**Records to process**

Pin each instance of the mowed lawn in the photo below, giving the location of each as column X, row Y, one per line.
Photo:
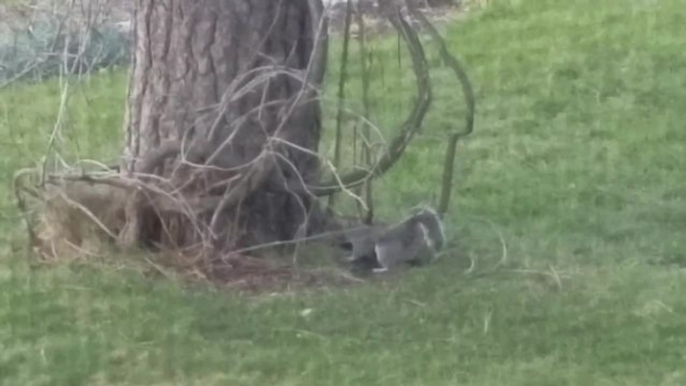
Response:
column 576, row 175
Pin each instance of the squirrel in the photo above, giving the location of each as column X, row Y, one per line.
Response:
column 415, row 240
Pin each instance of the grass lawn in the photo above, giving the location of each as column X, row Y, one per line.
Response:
column 577, row 167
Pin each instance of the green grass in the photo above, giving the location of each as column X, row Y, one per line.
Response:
column 577, row 162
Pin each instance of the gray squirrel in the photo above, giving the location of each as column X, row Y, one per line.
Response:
column 415, row 240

**Prompt**
From the data above, write out everything exactly except the pictures.

**Output for this task**
Pin each instance of the mowed lawn in the photo below, giving the location of each as column X, row Y, one per line.
Photo:
Response:
column 576, row 175
Pin each instance of the squirrel in the photo above, giving the location of each as column X, row Y, one per line.
Response:
column 415, row 240
Pin each instance of the grass lawn in the photo above, giving the location of each as column X, row Y, one per line.
Response:
column 577, row 167
Pin each instance of the green grass in the photo above, giving the location of each as column X, row Y, one per line.
Response:
column 577, row 162
Pin each instance of the gray squirrel in the photo above, giving the location of each as column X, row Y, one per line.
Response:
column 415, row 240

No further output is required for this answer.